What is an eye and how does it work?

An eye is a sensory organ that lets an organism perceive visual information by detecting light and converting it into electro-chemical impulses in neurons. In higher organisms it collects light, regulates its intensity through a diaphragm, focuses it through lenses to form an image, and transmits the resulting electrical signals to the brain through the optic nerve.

How many types of eyes are there in animals?

Eyes with resolving power come in ten fundamentally different forms, sorted into compound eyes and non-compound eyes. Compound eyes are made of many small visual units and are common in insects and crustaceans, while non-compound eyes use a single lens and are common in mammals, including humans.

When did eyes first evolve?

The common origin of all animal eyes traces to a proto-eye believed to have evolved some 650 to 600 million years ago, with the PAX6 gene considered a key factor. The first proto-eyes appeared around the time of the Cambrian explosion.

What animal has the most complex eyes?

The mantis shrimp has the world's most complex colour vision system, with detailed hyperspectral colour vision. Some compound eyes carry up to 28,000 sensors arranged hexagonally, which can give a full 360 degree field of vision.

* **INSTRUCTIONS TO FOLLOW**: Resume the text about eyes, starting after its last sentence. The items have no connection to the text about eyes.

* **INFORMATION SHOWN**:
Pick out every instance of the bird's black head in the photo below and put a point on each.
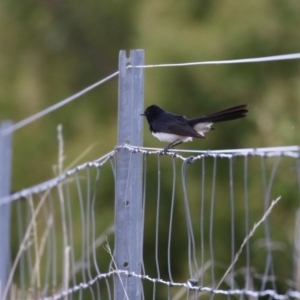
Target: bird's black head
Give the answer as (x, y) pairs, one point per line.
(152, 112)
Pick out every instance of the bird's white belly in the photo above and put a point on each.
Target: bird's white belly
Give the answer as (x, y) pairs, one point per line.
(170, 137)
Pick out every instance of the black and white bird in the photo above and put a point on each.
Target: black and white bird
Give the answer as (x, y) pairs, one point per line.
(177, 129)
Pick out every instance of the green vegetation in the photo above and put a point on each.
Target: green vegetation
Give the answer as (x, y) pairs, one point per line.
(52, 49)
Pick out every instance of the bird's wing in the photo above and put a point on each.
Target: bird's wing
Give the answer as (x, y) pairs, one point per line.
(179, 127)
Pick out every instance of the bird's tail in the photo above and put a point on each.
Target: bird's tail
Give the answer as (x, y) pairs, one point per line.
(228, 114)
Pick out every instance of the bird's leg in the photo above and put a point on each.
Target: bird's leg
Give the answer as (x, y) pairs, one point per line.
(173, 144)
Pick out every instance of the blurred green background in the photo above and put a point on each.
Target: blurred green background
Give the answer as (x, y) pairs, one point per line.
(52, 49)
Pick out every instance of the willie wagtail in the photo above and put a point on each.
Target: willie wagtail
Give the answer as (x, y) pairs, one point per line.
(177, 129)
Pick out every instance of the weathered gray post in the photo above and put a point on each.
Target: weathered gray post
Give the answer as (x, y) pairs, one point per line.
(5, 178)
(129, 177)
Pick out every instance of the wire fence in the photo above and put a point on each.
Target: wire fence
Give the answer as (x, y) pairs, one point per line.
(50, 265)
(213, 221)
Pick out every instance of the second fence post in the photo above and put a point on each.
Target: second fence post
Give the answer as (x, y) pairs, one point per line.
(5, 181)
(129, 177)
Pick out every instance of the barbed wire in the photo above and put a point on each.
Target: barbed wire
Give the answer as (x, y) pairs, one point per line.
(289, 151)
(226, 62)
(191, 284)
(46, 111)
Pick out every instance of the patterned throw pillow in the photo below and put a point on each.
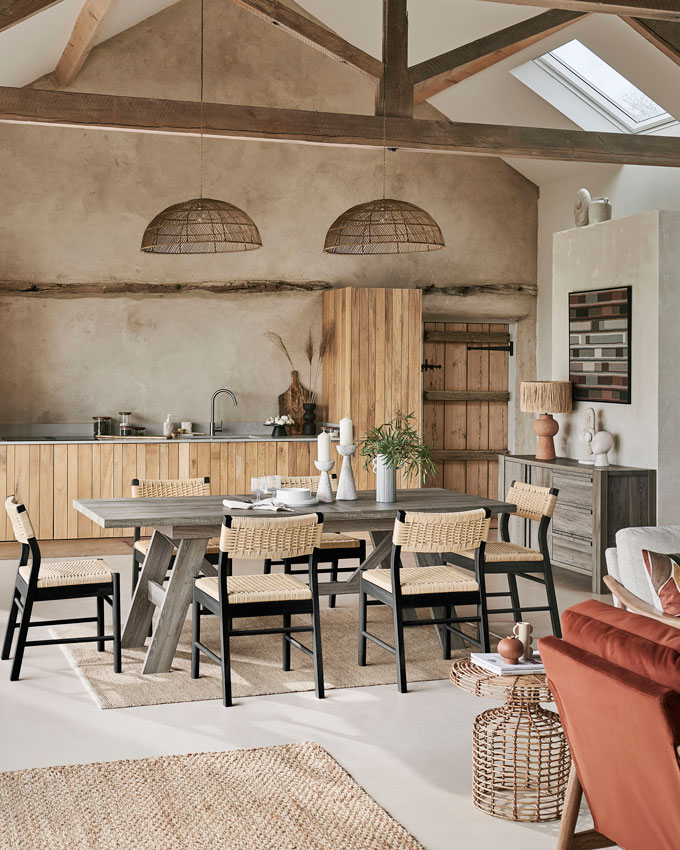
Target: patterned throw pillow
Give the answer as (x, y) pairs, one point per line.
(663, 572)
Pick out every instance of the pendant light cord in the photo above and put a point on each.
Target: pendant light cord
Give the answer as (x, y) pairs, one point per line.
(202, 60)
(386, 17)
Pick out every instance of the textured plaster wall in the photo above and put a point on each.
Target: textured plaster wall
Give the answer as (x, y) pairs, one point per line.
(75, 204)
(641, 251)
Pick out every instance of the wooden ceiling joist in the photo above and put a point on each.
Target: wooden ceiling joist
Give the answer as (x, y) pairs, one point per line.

* **WRITTEN RESPONSE**:
What is the difference between compound eyes and simple eyes?

Compound eyes comprise many individual lenses laid out on a convex surface, while simple eyes have one concave photoreceptive surface. Compound eyes offer a very large view angle and detect fast movement but have much lower acuity, since the physics of compound eyes prevents resolution better than 1 degree.

What is the difference between rods and cones in the eye?

Rods cannot distinguish colours and are responsible for low-light monochrome vision using the pigment rhodopsin, which is sensitive at low light intensity. Cones are responsible for colour vision and require brighter light, and in humans there are three types maximally sensitive to long-wavelength, medium-wavelength, and short-wavelength light.